**Problem description**
Leave out any pictures and transcribe all other data below exactly.

**Material provided**

..............................

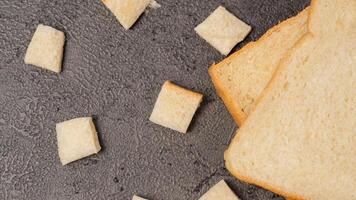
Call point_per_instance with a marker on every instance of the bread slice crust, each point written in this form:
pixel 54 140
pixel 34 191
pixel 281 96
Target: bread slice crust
pixel 262 99
pixel 233 106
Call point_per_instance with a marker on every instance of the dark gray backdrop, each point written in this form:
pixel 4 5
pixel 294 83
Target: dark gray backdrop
pixel 115 76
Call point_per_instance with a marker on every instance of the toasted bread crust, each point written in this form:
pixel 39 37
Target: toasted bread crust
pixel 234 108
pixel 236 173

..............................

**Solution**
Call point_per_instance with a marker on every instance of the bread slice crust, each point written in this form:
pixel 54 140
pixel 34 191
pixel 281 96
Target: bread slice crust
pixel 262 99
pixel 233 106
Call point_per_instance with a marker on every instance of the dark gray backdrop, each point written in this form:
pixel 4 5
pixel 294 83
Target: dark gray backdrop
pixel 115 76
Call point_per_instance with a marker on every instance of the toasted bread crust, each point written in this form:
pixel 39 37
Target: toasted bread crust
pixel 234 108
pixel 236 173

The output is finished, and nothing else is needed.